▶ **Text section**
“The center is holding,” a triumphant Ursula von der Leyen declared on the night of the EU elections in June, after her European People’s Party (EPP) expectedly retained its place as the largest group in the European Parliament for the sixth time in a row.
Although her name wasn’t even on the ballot, ‘“Queen Ursula”—President of the European Commission—flaunted the EPP’s victory as a personal achievement. “We won the European elections. We are by far the strongest party. We are the anchor of stability. We will build a bastion against the extremes from the left and from the right.”
By directly contrasting “us” with the “extremes,” von der Leyen delegitimizes everyone who does not belong in her camp. By invoking the image of a siege, she suggests being under attack by these supposed agents of chaos.
For once, von der Leyen is right. The “center” is under attack, albeit not by obscure, malign forces but by ordinary Europeans. People who have had enough of this deceptive tale, who are tired of their legitimate concerns being dismissed as foreign propaganda. People who reject the mainstream parties’ misappropriation of democracy and exclusion of opinions that do not conform with their preferred worldview.

▶ **Data listing**
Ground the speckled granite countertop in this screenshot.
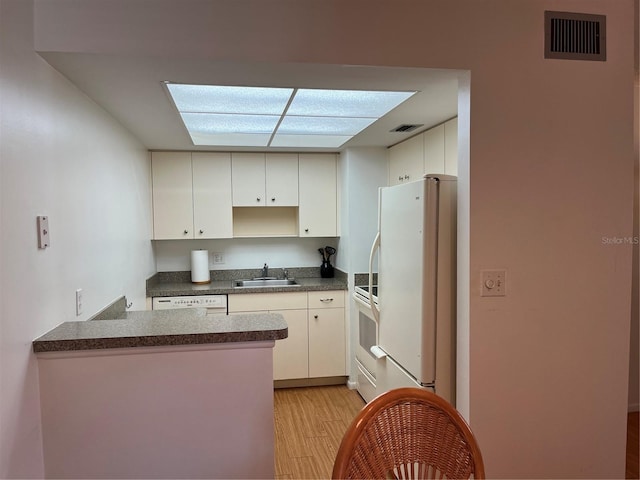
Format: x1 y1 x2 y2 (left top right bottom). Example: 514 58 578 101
147 268 347 297
33 308 288 353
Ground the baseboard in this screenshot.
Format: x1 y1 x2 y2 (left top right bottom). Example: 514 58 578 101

▶ **What to do**
- A) According to the opinion piece on the June EU elections, how many consecutive times has the European People's Party remained the largest group in the European Parliament?
- B) Resume the opinion piece on the June EU elections, starting right after its final sentence.

▶ **Task results**
- A) Six times in a row.

- B)
Yes, in 2024, Von der Leyen’s centre held on to the position atop the Brussels hierarchy that it has occupied for the past two and a half decades. But things are not as they seem. Those claiming that Queen Ursula is now in a stronger position than ever are deluding themselves. The political revolution in the heart of Europe has already begun.
Von der Leyen’s centrist victory quickly starts to fade when we look at the dramatically changed European Parliament. Although the EPP and S&D—the largest of the mainstream “center” parties and gatekeepers of the old politics—were able to retain their seats, their traditional allies, the Renew and the Greens were decimated by the voters. Meanwhile, the conservative blocs (PfE, ECR, and ESN) gained previously unimaginable grounds in the Parliament and together account for 26% of the seats (up from 16%), which is equal to EPP’s share. The Patriots for Europe group, which replaced the old and often belittled ID group, is now the third-largest political force in Brussels and de facto leaders of the conservative right.
The past six months in Brussels have already shown that great changes are in motion and every step the establishment takes to contain them will only exacerbate its downfall.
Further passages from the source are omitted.